- [To do]:
Answer these about the post on alignment stats in BWA:
(a) Which mappers print alignment stats by default at the end of a run, unlike bwa mem?
(b) In what format does samstat produce its output?
(c) Which mapping stat does samstat lack?

- [Excerpt]:
* * *

Getting alignment stats out of BWA

Posted on Posted in Uncategorized

I am really loving bwa mem-it is a fast and accurate short read mapper.. One problem, unlike bowtie/bowtie2, there are no alignment stats printed by default at the end of the run.. This is a major annoyance, as I (and I suspect everyone else) uses these stats to infer something about the quality of the reference/reads/alignment process… So why they are not there is a mystery to me.  Now you might say, ‘Quit crying you big baby, just generate the stats yourself.’ I can, of course, do this, but this takes time, sometimes a significant amount of time, and I don’t really have time. It also occupies CPU cycles, and the output occupies HD space.. So, I tweeted:

I got a couple of helpful responses:

samstat… this is a cool program, and generates really nice looking output, though in .html format. I really just want basic stats for normal usage, so samstat seems like overkill. In addition, it is missing one key mapping stat that I really want- the number of reads that map as proper pairs.

* * *

- [Data]:
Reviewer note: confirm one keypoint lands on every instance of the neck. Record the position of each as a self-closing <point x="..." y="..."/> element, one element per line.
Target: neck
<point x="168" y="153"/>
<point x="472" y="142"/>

* * *

- [Exercise output]:
(a) bowtie/bowtie2
(b) .html
(c) The number of reads that map as proper pairs